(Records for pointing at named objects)

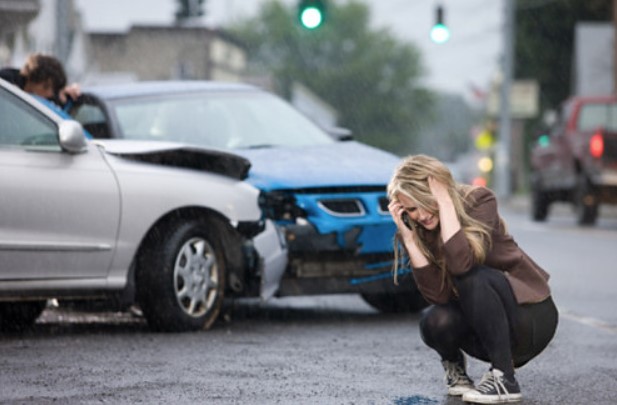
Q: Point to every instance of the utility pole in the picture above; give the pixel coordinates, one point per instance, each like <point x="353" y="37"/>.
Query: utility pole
<point x="63" y="29"/>
<point x="502" y="154"/>
<point x="615" y="46"/>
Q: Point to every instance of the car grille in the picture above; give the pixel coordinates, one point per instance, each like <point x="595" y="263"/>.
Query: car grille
<point x="342" y="207"/>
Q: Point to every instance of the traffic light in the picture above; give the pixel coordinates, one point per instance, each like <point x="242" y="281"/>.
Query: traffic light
<point x="440" y="32"/>
<point x="311" y="13"/>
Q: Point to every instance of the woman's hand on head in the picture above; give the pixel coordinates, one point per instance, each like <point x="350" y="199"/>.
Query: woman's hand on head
<point x="396" y="210"/>
<point x="439" y="191"/>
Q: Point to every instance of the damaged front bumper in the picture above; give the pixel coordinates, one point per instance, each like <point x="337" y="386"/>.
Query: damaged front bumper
<point x="338" y="263"/>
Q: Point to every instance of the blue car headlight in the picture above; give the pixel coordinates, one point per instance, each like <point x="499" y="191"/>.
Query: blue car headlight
<point x="280" y="206"/>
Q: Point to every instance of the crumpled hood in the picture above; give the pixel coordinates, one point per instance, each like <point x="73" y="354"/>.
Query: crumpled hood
<point x="179" y="155"/>
<point x="345" y="163"/>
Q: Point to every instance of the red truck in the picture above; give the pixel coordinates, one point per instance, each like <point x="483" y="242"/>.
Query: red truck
<point x="576" y="161"/>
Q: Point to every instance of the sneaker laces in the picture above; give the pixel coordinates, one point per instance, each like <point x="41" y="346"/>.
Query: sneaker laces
<point x="455" y="373"/>
<point x="492" y="381"/>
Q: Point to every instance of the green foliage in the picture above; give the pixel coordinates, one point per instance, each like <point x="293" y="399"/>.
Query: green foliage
<point x="368" y="76"/>
<point x="189" y="8"/>
<point x="545" y="42"/>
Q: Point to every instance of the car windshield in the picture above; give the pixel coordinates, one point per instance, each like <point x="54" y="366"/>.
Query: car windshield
<point x="598" y="115"/>
<point x="221" y="120"/>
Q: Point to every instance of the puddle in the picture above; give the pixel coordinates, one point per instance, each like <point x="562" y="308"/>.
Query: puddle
<point x="415" y="400"/>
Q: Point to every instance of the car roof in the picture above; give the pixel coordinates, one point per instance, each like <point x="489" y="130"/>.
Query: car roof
<point x="148" y="88"/>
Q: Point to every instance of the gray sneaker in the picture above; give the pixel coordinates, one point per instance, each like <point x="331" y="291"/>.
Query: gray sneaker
<point x="494" y="388"/>
<point x="456" y="378"/>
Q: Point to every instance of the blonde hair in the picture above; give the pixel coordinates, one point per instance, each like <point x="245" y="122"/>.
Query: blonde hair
<point x="411" y="180"/>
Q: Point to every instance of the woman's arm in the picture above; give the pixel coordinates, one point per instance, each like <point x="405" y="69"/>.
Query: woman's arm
<point x="448" y="219"/>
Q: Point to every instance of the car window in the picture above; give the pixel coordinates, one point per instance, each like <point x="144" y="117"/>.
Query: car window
<point x="222" y="120"/>
<point x="23" y="127"/>
<point x="93" y="120"/>
<point x="594" y="116"/>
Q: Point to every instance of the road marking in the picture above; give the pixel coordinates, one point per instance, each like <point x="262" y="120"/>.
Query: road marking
<point x="585" y="320"/>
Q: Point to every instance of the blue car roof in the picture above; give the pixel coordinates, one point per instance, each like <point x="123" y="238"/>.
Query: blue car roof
<point x="147" y="88"/>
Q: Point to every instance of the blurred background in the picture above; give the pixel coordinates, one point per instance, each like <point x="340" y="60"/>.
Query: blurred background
<point x="476" y="96"/>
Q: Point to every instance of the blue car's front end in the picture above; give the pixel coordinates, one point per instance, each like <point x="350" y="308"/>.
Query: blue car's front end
<point x="331" y="202"/>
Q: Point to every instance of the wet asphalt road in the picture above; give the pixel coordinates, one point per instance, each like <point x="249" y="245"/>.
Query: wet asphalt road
<point x="314" y="350"/>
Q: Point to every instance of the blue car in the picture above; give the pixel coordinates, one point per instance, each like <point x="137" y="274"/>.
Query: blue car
<point x="327" y="194"/>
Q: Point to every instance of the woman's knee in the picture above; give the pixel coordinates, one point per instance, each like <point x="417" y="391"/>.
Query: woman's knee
<point x="438" y="320"/>
<point x="476" y="280"/>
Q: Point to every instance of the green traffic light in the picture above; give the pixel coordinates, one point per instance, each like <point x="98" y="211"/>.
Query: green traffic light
<point x="311" y="17"/>
<point x="440" y="33"/>
<point x="311" y="13"/>
<point x="544" y="140"/>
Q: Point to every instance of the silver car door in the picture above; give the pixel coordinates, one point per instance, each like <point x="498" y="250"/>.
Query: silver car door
<point x="59" y="212"/>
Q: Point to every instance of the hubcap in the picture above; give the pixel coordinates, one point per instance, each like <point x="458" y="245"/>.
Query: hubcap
<point x="196" y="277"/>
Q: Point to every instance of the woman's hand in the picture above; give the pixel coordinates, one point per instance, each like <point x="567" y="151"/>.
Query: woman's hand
<point x="72" y="92"/>
<point x="408" y="236"/>
<point x="448" y="218"/>
<point x="440" y="191"/>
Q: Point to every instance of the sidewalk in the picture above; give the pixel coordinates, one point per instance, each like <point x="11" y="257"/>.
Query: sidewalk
<point x="520" y="203"/>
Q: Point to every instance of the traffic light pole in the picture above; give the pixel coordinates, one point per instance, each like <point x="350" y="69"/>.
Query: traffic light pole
<point x="502" y="155"/>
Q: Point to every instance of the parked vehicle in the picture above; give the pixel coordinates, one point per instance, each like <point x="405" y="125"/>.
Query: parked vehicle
<point x="576" y="161"/>
<point x="86" y="220"/>
<point x="327" y="193"/>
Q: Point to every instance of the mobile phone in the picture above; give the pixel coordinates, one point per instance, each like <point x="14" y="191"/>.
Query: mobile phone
<point x="407" y="221"/>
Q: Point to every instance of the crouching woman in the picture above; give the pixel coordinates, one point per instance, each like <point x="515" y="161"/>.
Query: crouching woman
<point x="490" y="300"/>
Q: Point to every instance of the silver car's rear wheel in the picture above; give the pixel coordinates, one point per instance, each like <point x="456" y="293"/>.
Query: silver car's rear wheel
<point x="196" y="277"/>
<point x="180" y="276"/>
<point x="15" y="316"/>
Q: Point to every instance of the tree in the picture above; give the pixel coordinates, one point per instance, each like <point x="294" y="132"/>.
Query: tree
<point x="545" y="46"/>
<point x="545" y="42"/>
<point x="368" y="76"/>
<point x="189" y="8"/>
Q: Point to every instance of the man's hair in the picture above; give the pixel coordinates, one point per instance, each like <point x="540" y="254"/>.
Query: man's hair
<point x="41" y="68"/>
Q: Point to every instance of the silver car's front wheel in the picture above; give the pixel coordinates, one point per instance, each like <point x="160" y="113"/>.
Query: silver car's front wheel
<point x="196" y="277"/>
<point x="180" y="275"/>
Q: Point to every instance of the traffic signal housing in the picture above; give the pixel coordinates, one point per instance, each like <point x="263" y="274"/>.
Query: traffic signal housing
<point x="311" y="13"/>
<point x="440" y="33"/>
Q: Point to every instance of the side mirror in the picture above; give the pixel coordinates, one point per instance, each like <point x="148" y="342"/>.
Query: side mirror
<point x="72" y="138"/>
<point x="340" y="134"/>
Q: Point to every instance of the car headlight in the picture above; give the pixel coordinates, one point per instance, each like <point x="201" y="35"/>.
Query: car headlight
<point x="280" y="206"/>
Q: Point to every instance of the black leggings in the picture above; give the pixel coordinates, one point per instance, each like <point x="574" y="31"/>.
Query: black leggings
<point x="487" y="323"/>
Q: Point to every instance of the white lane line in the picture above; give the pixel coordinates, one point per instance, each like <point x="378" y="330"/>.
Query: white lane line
<point x="585" y="320"/>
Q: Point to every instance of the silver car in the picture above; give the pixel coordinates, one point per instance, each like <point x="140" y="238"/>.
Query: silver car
<point x="86" y="219"/>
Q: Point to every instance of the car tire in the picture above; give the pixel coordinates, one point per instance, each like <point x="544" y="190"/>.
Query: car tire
<point x="585" y="202"/>
<point x="181" y="277"/>
<point x="395" y="302"/>
<point x="540" y="203"/>
<point x="16" y="316"/>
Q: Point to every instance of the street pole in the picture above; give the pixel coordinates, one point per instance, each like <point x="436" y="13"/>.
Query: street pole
<point x="615" y="46"/>
<point x="502" y="154"/>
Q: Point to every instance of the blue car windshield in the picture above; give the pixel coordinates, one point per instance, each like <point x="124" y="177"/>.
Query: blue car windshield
<point x="229" y="120"/>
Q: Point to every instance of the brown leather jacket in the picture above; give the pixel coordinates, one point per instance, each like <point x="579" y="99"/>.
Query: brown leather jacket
<point x="528" y="280"/>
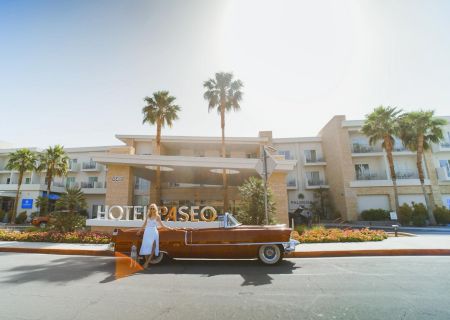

• Given problem
Can you filter the records above down to the lines that contain the string "hand" and copy each of those lines? Case counts.

• Solution below
Q: Point to every instance of the woman's hand on head in the picture above; give the pixel coordinates, one point per instance, each like <point x="350" y="199"/>.
Query: woman's hand on head
Q: Point to every instance of the woman's hand in the picture above; give the pixel coordinates, one point per instance, each like <point x="567" y="151"/>.
Query: woman's hand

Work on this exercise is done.